• [EXTRAIT DE PAGE]:
<<<<
L'ANCS a financé, depuis sa naissance, quelque 250 projets variant entre 2.500 et 50.000 FF. Dans les "poches" de sida, comme les régions de Kaolack, le Fleuve, Thiès et Dakar, son action serait déterminante. Cette endémie comporte une dimension sociale indéniable.

Virus différents

On rencontre deux types de sida au Sénégal. Les recherches du Pr Souleymane Mboup ont permis de faire un tableau épidémiologique très instructif. Si le VIH 2, surtout localisé en Afrique de l'Ouest (mais qu'on retrouve aussi dans d'autres zones africaines et asiatiques) est évidemment présent au Sénégal, le VIH 1 est devenu "légèrement supérieur" au cours des dernières années.

A partir d'une étude appelée "étude de cohorte" (suivi dans le temps de sujets infectés ou non), le constat révèle que le VIH 2 est resté "stable ou en décroissance", et que le VIH 1 a "augmenté exponentiellement" grâce à sa "dynamique propre, ce qui pose d'énormes problèmes car il est plus virulent". Ce sont des virus avec des taux de transmission différents. Le VIH 2 se transmet moins vite par acte sexuel et il est moins pathogène. Ainsi, le Pr S. Mboup, par ailleurs président pour l'Afrique de l'Alliance civile et militaire de lutte contre le sida (il est militaire), a-t-il pu déterminer que la dissémination, annuellement, est plus lente par le VIH 2 (0,5%) que par le VIH 1 (3 à 5%).
>>>>
• [À FAIRE]:
(1) Recopiez le passage de l'extrait sur le sida au Sénégal qui commence par "L'ANCS a financé, depuis" et se termine par "des dernières années.".
(2) D'après l'extrait sur le sida au Sénégal, quel est le taux annuel de dissémination du VIH 1 ?
(3) Dressez la liste des régions que l'extrait sur le sida au Sénégal désigne comme des "poches" de sida.

• [DONNÉES FOURNIES]:
<<<<
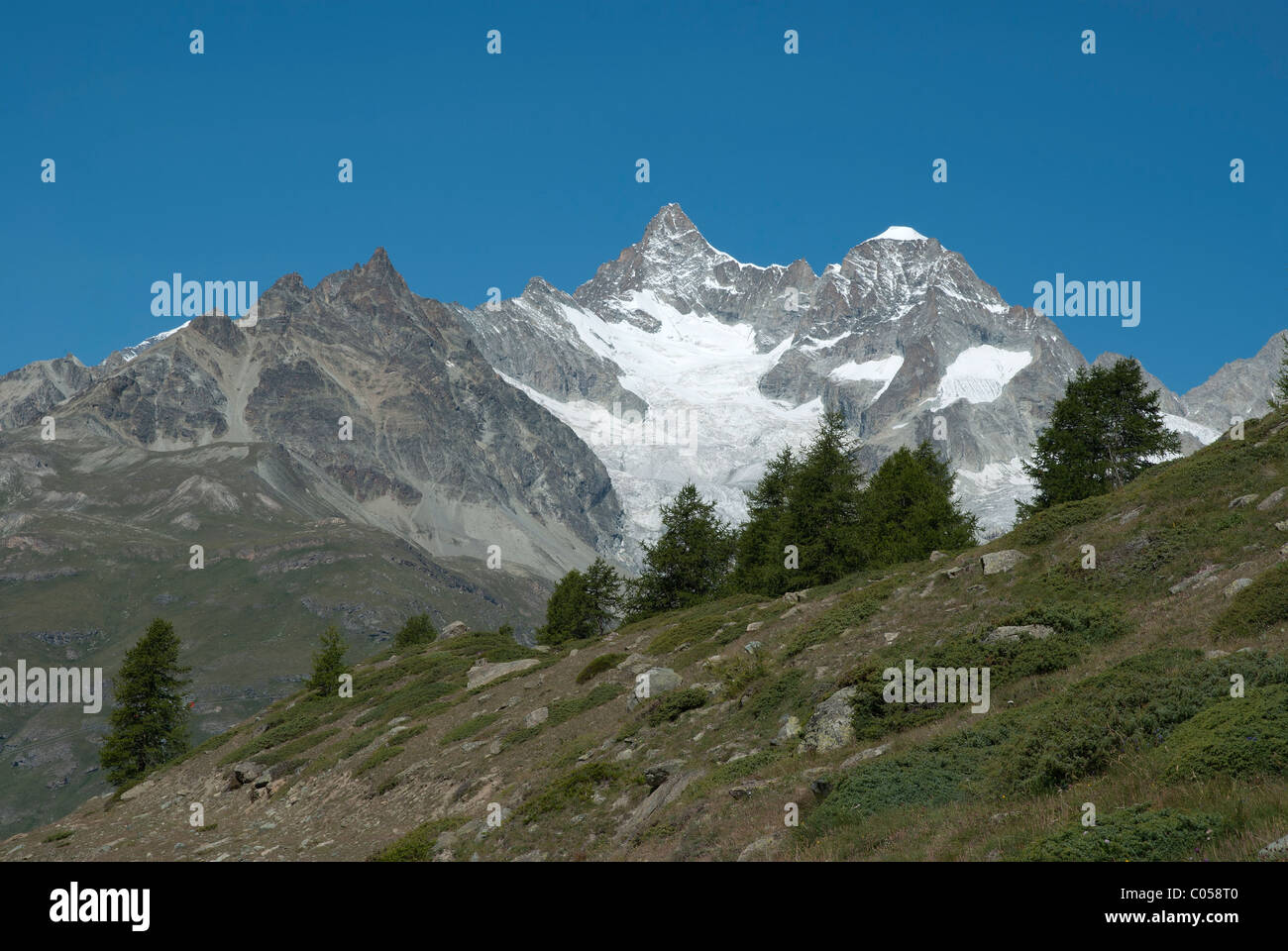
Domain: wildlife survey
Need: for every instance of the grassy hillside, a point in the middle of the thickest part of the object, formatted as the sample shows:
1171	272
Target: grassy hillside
82	574
1122	702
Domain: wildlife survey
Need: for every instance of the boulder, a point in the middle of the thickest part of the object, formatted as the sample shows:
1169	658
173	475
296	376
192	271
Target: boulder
487	673
660	797
831	726
790	729
246	772
1275	849
758	849
1235	586
1273	499
660	772
1203	577
134	792
455	629
658	681
997	562
1038	632
872	752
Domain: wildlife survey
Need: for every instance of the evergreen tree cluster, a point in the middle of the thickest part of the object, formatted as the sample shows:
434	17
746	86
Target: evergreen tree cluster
1104	432
812	519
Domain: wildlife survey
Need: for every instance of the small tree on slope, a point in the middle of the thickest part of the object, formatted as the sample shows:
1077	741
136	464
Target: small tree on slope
150	719
1104	432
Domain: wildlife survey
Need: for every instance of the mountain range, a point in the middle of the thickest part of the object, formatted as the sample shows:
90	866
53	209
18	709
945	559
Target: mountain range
488	450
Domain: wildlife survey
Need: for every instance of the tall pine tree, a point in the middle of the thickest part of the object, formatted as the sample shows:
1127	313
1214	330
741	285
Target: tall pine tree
909	509
1104	432
759	552
150	719
690	561
823	505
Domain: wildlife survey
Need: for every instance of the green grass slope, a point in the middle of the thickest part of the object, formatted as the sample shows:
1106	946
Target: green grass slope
1158	702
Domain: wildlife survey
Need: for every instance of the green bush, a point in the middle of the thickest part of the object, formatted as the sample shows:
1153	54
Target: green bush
1044	525
381	755
604	661
1232	736
468	728
416	632
576	787
417	845
1257	607
674	703
1134	834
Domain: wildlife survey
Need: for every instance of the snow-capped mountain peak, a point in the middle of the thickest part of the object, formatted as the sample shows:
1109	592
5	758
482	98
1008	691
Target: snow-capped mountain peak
900	232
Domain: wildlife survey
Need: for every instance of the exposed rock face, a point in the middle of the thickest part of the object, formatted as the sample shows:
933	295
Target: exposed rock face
831	726
674	363
381	397
33	390
898	334
997	562
1038	632
487	673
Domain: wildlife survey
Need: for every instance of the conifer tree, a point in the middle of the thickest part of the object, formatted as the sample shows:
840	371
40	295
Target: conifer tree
1104	432
1279	394
759	552
603	595
690	561
150	719
823	505
416	630
567	611
910	509
329	663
>>>>
• [RÉPONSES PAR TÂCHE]:
(1)
L'ANCS a financé, depuis sa naissance, quelque 250 projets variant entre 2.500 et 50.000 FF. Dans les "poches" de sida, comme les régions de Kaolack, le Fleuve, Thiès et Dakar, son action serait déterminante. Cette endémie comporte une dimension sociale indéniable.

Virus différents

On rencontre deux types de sida au Sénégal. Les recherches du Pr Souleymane Mboup ont permis de faire un tableau épidémiologique très instructif. Si le VIH 2, surtout localisé en Afrique de l'Ouest (mais qu'on retrouve aussi dans d'autres zones africaines et asiatiques) est évidemment présent au Sénégal, le VIH 1 est devenu "légèrement supérieur" au cours des dernières années.

(2) De 3 à 5 %.

(3) Kaolack, le Fleuve, Thiès, Dakar